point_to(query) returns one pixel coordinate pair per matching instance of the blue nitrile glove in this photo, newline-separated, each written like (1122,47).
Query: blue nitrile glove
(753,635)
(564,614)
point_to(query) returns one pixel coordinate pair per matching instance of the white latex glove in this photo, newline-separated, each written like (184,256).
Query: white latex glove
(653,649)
------------------------------
[WHAT TO DO] Please reproduce the listing above line for line, keeping every character unchanged.

[EXERCISE RESPONSE]
point_to(query) returns one pixel coordinate pair per matching instance of the blue nitrile glove in this photo, newline-separated, each written like (1122,47).
Query: blue nitrile glove
(753,635)
(564,614)
point_to(query) returns one pixel coordinate pair per matching instance of the white latex glove in this photo, newline-separated, each written like (184,256).
Query: white latex glove
(653,649)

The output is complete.